• REQUESTS:
[1] In the passage on employee performance management, what percentage of employees say they actually receive immediate, direct feedback?
[2] Carry the passage on employee performance management forward from its final sentence, keeping its subject and tone.

• PASSAGE:
= = =

As a small business owner, you know the importance of vision, strategy, and reaching your corporate goals, and you know you can’t do it alone. You need every member of your team performing at their best to support your company’s initiatives, so to get them performing like they are playing in the NFL, try using regular planning & collaboration, employee coaching, and a steady stream of feedback.
Performance management is not about an annual review – it’s an ongoing process. Study results appearing in FORTUNE reported 61% of employees to say they would welcome immediate, direct feedback, but only 24% say they get it. Meanwhile, Achievers Chairman, Razor Suleman, reported over 50% of CEOs to believe their employees do get it because chief executives giving their direct reports regular feedback think everyone down through the ranks is doing it as well.
Having regular conversations with your employees about their performance and their goals is critical to engaging and retaining them and will give you a pulse on their level of job satisfaction. It also demonstrates a corporate commitment to supporting and developing employees to be their best.

= = =

• SUPPLIED DATA:
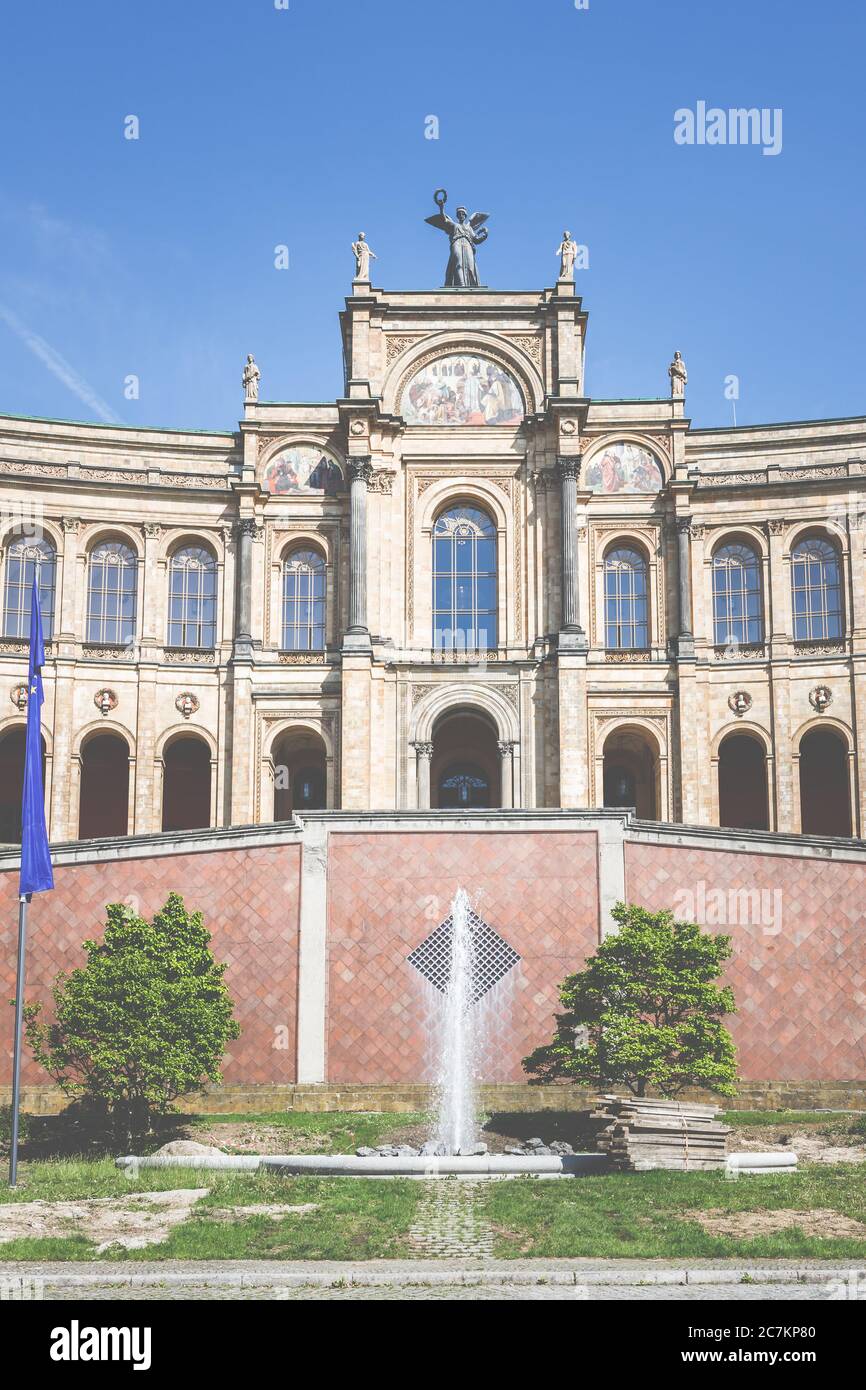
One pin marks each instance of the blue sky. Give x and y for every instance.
(263, 127)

= = =

• ANSWERS TO THE EXERCISE:
[1] 24%

[2]
Performance reviews are part of a process that includes the creation of individualized employee goals, tracks their progress, identifies strengths and weaknesses, and serves as a regular means for two-way communication between employee and manager. Reviews also provide a means to allow underperforming employees an opportunity for self-improvement before disciplinary action is needed, and you the employer, a means to create documentation to avoid potential legal issues in case of employee separation. Reviews hold employees accountable for their responsibilities because they expect to furnish reports regularly. Periodic reviews can alert managers of issues in a timely fashion and allow them to tackle obstacles or prepare contingency plans in the event of missed deadlines.
Performance management plays an important role in any successful business model, so let’s take a look at how to build some foundational elements for success.
Be sure each employee has a well-written, comprehensive job description and then outline specific goals for the upcoming year. Outlining goals should include input from both employees and managers. It is helpful to discuss how the employee’s goals are related to the overall, organizational goals and how their day-to-day actions align with your strategic business objectives.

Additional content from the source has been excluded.